Data for the task:
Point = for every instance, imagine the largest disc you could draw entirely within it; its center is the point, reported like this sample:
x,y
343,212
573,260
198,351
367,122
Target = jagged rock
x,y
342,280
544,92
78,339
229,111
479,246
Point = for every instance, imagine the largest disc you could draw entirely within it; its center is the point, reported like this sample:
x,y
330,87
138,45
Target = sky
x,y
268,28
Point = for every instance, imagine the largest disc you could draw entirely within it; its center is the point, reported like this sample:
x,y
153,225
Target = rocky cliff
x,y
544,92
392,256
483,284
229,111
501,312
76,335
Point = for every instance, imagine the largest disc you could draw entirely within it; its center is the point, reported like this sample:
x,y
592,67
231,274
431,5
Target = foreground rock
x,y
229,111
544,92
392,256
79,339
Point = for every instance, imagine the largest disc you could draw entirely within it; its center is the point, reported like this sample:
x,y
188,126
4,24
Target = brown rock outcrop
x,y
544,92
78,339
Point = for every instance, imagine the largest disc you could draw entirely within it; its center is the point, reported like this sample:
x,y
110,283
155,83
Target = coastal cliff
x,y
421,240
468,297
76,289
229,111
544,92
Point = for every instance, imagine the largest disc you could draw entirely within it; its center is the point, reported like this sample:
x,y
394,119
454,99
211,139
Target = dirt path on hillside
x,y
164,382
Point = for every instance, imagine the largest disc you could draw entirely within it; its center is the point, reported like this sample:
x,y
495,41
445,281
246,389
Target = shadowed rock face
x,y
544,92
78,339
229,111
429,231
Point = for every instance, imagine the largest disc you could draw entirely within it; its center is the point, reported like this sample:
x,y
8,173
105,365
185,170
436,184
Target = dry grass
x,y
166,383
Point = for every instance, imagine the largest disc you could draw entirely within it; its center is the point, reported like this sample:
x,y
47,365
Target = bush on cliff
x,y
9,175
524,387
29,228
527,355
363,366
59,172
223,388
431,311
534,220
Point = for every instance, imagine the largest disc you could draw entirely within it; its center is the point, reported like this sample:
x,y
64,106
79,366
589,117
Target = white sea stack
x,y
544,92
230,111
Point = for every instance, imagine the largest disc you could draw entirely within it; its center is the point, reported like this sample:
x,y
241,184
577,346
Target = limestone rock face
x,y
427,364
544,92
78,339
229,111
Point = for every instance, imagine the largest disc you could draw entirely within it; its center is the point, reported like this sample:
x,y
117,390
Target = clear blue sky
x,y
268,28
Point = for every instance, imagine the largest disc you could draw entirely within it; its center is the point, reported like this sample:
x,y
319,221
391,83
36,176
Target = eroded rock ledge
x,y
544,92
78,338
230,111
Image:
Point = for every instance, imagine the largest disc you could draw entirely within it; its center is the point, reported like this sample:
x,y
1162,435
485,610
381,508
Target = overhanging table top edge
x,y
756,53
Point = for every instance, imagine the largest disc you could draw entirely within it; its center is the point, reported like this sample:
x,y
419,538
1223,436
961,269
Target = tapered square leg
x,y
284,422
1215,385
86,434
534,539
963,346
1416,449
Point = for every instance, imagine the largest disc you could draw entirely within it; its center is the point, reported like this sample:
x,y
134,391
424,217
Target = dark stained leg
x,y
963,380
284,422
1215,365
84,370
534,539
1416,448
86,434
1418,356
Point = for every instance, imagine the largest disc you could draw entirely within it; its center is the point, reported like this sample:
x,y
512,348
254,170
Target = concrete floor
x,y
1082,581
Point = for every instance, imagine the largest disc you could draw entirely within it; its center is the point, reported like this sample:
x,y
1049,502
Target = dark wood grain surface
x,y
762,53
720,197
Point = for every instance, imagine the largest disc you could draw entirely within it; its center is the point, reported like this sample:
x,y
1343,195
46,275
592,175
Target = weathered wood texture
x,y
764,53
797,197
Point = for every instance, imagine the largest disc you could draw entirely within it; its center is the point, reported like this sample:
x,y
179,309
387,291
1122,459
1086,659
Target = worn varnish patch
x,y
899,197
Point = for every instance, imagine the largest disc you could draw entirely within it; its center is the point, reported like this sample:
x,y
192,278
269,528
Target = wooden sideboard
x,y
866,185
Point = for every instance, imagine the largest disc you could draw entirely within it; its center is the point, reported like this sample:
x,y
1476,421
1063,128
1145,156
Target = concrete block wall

Your task: Reproduce the entire listing word for word.

Solution:
Point = for every instance, imagine the largest disc you could draw entirely within it; its center is the point, reported like this sample:
x,y
343,212
573,260
198,351
367,122
Target = jagged rock
x,y
342,280
544,92
78,339
229,111
479,246
Point = for every instance, imagine the largest disc you could draw entirely within it; its center is the point, reported like this sample:
x,y
330,87
138,45
Target = sky
x,y
268,28
Point = for every instance, imagine the largest disc you could draw entirely within it; its center is the point, reported like this sample:
x,y
153,225
Target = rocky cliff
x,y
544,92
392,256
483,284
229,111
501,312
76,335
Point = for every instance, imagine the largest disc you could draw entirely within it; its center is the point, reported like this sample:
x,y
592,67
231,274
431,5
Target = foreground rock
x,y
229,111
544,92
392,256
79,339
Point = for every instance, imagine the largest disc you could draw entirely within it; its center is the point, reported like this sample:
x,y
188,126
4,24
Target = brown rock outcrop
x,y
544,92
78,339
Point = for every instance, imagine the largest disc you could draw entirely within it; its center is the point, reported like this sample:
x,y
110,283
155,83
Target = coastal cliff
x,y
421,240
468,297
76,289
229,111
544,92
Point = for every instance, imagine the largest disc you could draw entirely within it; its center is the point, reported like this sample:
x,y
394,119
454,99
211,139
Target = dirt path on hillside
x,y
164,382
Point = for every instance, imagine the largest disc you could draw entirely within it; its center is the point, reported like this sample:
x,y
495,41
445,281
246,389
Target = shadowed rock face
x,y
544,92
78,339
229,111
429,231
Point = for every instance, imagine the largest disc you could draw entirely within it; its center is the point, reported like this sample:
x,y
8,173
105,365
185,170
436,184
Target = dry grass
x,y
166,383
Point = for every instance, imagine the largest disc you could draw entirely within it; its center is the point, reported like this sample:
x,y
47,365
Target = bush on cliff
x,y
9,175
524,387
29,228
527,355
363,366
59,172
223,388
431,311
534,220
Point = for every instance, imagine the largest disc you could draw entirely within it; its center is the point, reported like this sample:
x,y
64,106
79,366
589,117
Target = white sea stack
x,y
544,92
230,111
Point = for every instance, imagine the largest disc you could draw entirely within it; its center is the point, reported like this sample:
x,y
241,184
577,346
Target = limestone rock face
x,y
427,364
544,92
78,339
229,111
Point = for every instance, imagine the largest disc you could draw entirely within it; its center is the point, reported like this sample:
x,y
117,390
Target = clear blue sky
x,y
268,28
Point = for every instance, imagine the largest disc you could draw entirely within it; its center is the point, reported like this sample:
x,y
319,221
391,83
36,176
Target = eroded rock ledge
x,y
544,92
78,338
230,111
Image:
Point = for every instance, imagine the largest disc you could draw entirely within it; its center is the point, reported like this sample:
x,y
1162,435
485,610
381,508
Target = overhanging table top edge
x,y
756,53
Point = for every instance, imagine the largest disc you could draw entirely within it; its center is the point, reported like this sample:
x,y
419,538
1223,436
961,269
Target = tapered square leg
x,y
284,422
1215,385
86,434
534,539
963,346
1416,449
Point = for every instance, imagine the largest disc you could draw entirely within it; its center is the point, reported like this sample:
x,y
134,391
424,217
Target = dark stained leg
x,y
963,380
284,422
1215,365
84,370
534,539
1416,448
86,434
1418,356
Point = for every instance, imagine the largest disc you could draw entirely within it; its center is the point, reported like this sample:
x,y
512,348
254,170
Target = concrete floor
x,y
1082,581
Point = for every instance, imagine the largest disc you could draw entirely within it; its center is the point, reported like this sample:
x,y
1049,502
Target = dark wood grain surface
x,y
762,53
720,197
Point = for every instance, imagine the largest disc you could draw entirely within it; its center is the point, reported like this sample:
x,y
1343,195
46,275
592,175
Target = weathered wood texture
x,y
764,53
797,197
Point = for every instance, imagine the largest disc you could draw entirely within it; its center is the point, reported like this sample:
x,y
179,309
387,291
1122,459
1086,659
Target = worn varnish patch
x,y
899,197
Point = for every instance, imagine the largest disc you could draw entirely within it; its center is the point, reported like this sample:
x,y
192,278
269,528
Target = wooden sideboard
x,y
866,185
Point = for every instance, imagine the largest disc you could draw entirely within it; its center is the point, reported like this sample:
x,y
1476,421
1063,128
1145,156
Target = concrete block wall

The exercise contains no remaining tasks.